- WHAT TO PRODUCE -
Make a verbatim transcription of the records, without the pictures.

- DATA FOR THIS TASK -

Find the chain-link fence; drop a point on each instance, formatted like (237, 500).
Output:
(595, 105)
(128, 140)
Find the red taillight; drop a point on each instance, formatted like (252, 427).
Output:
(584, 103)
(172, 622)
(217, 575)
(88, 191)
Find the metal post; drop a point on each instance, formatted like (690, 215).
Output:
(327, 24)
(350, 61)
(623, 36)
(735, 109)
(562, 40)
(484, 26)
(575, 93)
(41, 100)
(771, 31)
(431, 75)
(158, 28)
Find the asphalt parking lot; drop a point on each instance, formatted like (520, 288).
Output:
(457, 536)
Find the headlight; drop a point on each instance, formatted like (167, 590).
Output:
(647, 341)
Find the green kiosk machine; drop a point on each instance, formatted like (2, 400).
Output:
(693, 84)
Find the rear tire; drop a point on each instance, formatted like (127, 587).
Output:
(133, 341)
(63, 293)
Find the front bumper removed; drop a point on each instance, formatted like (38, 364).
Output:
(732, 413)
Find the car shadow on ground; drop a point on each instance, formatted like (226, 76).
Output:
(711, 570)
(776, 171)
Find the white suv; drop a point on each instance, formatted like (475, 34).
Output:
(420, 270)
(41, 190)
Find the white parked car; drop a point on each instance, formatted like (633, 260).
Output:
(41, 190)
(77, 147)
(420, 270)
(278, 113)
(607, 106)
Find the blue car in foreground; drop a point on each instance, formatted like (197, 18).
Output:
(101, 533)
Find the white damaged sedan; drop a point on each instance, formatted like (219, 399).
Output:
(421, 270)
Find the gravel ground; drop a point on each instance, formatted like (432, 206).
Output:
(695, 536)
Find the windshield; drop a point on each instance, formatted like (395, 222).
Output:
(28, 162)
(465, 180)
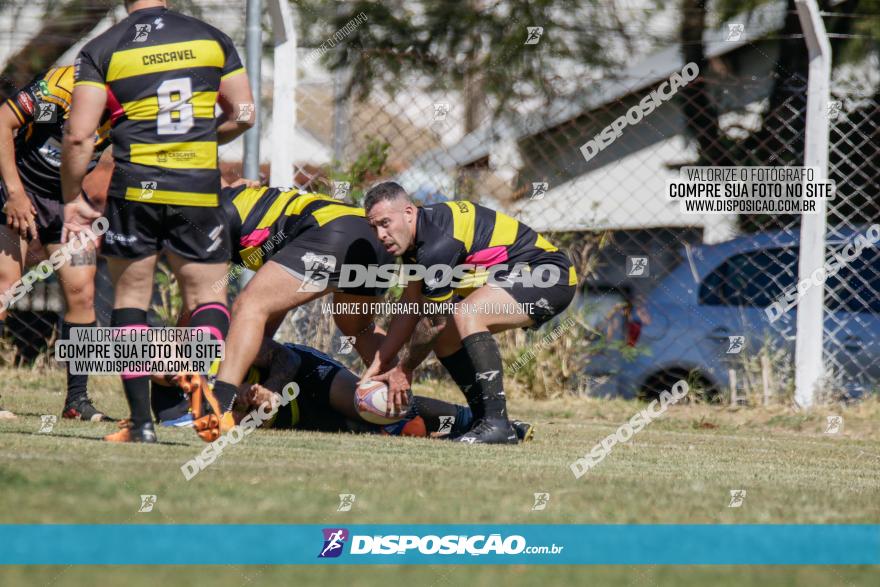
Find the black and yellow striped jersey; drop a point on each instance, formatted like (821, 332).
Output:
(262, 219)
(162, 71)
(463, 233)
(41, 108)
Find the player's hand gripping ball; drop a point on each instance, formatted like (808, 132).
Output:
(371, 402)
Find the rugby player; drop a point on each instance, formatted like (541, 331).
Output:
(454, 234)
(31, 128)
(297, 242)
(160, 74)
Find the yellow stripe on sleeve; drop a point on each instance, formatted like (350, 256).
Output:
(245, 201)
(463, 222)
(331, 212)
(88, 83)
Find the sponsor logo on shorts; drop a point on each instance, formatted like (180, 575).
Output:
(147, 189)
(122, 239)
(533, 35)
(46, 113)
(318, 269)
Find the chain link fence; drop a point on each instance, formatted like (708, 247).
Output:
(662, 295)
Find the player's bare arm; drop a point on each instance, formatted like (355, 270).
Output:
(399, 332)
(20, 211)
(237, 103)
(399, 378)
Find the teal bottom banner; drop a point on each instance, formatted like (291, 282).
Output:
(746, 544)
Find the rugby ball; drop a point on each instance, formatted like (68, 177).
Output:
(370, 401)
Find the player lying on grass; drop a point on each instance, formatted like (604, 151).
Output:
(454, 234)
(297, 243)
(31, 129)
(327, 397)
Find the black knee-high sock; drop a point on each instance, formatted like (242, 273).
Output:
(460, 368)
(136, 385)
(168, 401)
(486, 359)
(214, 317)
(76, 384)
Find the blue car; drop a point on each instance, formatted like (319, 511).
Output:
(691, 321)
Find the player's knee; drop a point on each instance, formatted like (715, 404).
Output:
(79, 294)
(248, 306)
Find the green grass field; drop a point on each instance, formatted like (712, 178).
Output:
(679, 470)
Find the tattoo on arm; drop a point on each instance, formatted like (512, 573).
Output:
(422, 341)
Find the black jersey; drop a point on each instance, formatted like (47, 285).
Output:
(463, 233)
(311, 409)
(162, 72)
(41, 108)
(261, 218)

- SOLVED EXERCISE -
Find the chain-link fence; drop a point on each instance, formatted like (237, 500).
Output:
(595, 105)
(128, 140)
Find the red taillight; drop a point on each instance, formatted like (252, 427).
Output:
(584, 103)
(172, 622)
(217, 575)
(88, 191)
Find the metal post; drop a point on each instance, formatted like (690, 215).
Output:
(327, 24)
(350, 61)
(623, 36)
(735, 109)
(562, 40)
(484, 26)
(575, 93)
(41, 100)
(771, 31)
(431, 75)
(158, 28)
Find the asphalt parking lot; drop a point on each instance, formatted like (520, 288).
Output:
(457, 536)
Find the headlight; drop a point on each instance, formatted like (167, 590).
Output:
(647, 341)
Find the green kiosk machine; drop a point on each instance, formatted like (2, 400).
Output:
(693, 84)
Find the rear tire; drop a point on each instance, formatted like (127, 587).
Output:
(133, 341)
(63, 293)
Find the front bumper removed; drop a point on each instance, formatted like (38, 364).
Output:
(732, 413)
Find the car shadow on ground; drop a point on each instance, formatted like (226, 76).
Output:
(711, 570)
(776, 171)
Find the white suv; drop a point on each instance, formatted like (475, 34).
Output:
(420, 270)
(41, 190)
Find the white parked car; drop a point on each instance, formatted like (633, 260).
Output:
(41, 190)
(77, 147)
(420, 270)
(278, 113)
(607, 106)
Find the blue car in foreground; drop a point on each instance, formatted like (197, 18).
Output:
(101, 533)
Find the white damaged sedan; drop a point on each instance, formatted like (219, 399).
Output:
(421, 270)
Find the gravel ground; drop a point on each instance, formatted like (432, 206).
Output:
(695, 536)
Find the windshield; drop a point on each instance, formatted like (395, 222).
Output:
(28, 162)
(465, 180)
Find the black and yellow striped jersey; drop a point on each instance, formatted like (821, 332).
Output:
(262, 219)
(162, 71)
(463, 233)
(41, 108)
Find the player's hand gripping ball; drop a point on each instance, formatted like (808, 132).
Output:
(371, 402)
Find the rugby player; drop a point on each instance, formatted like (541, 331).
Output:
(454, 234)
(31, 128)
(297, 242)
(160, 74)
Find the yellow stripe on sleeve; drop a point on each instance, formatted like (350, 256).
Output:
(245, 201)
(463, 222)
(331, 212)
(88, 83)
Find the sponsor logo on shorts; drop a point on each instance, formatted like (180, 575).
Output:
(147, 189)
(122, 239)
(533, 35)
(46, 113)
(318, 269)
Find the chain link fence; drop a point on each instance, formatted like (708, 247).
Output:
(662, 295)
Find the player's bare arm; drop a point on each instance, formatted like (355, 270).
Output:
(399, 332)
(20, 211)
(237, 103)
(399, 378)
Find the teal bottom banner; drop a point on each instance, formatted like (291, 282).
Output:
(746, 544)
Find the rugby ball; drop a point on each instance, formatted like (68, 177).
Output:
(370, 401)
Find the player lying on grass; drop a point on each instance, formatted like (604, 151).
Output:
(454, 234)
(297, 243)
(31, 129)
(327, 397)
Find the black knee-high sock; drop a point on each instance, formatted like (242, 273).
Output:
(460, 368)
(136, 385)
(168, 401)
(486, 359)
(214, 317)
(76, 384)
Find the blue car; drop a point on each instance, formatted like (319, 511).
Output:
(691, 321)
Find the player's knee; drop a point on each instance, formatted like (715, 404).
Output:
(79, 294)
(248, 306)
Find the green grass field; drop a point on each instance, formatted like (712, 178).
Output:
(679, 470)
Find the tattoo on arm; drop a point on each instance, formatted like (512, 573).
Output:
(422, 341)
Find the black jersey; drop a point on each instance, formatted like (47, 285).
Output:
(463, 233)
(311, 409)
(162, 72)
(41, 108)
(261, 218)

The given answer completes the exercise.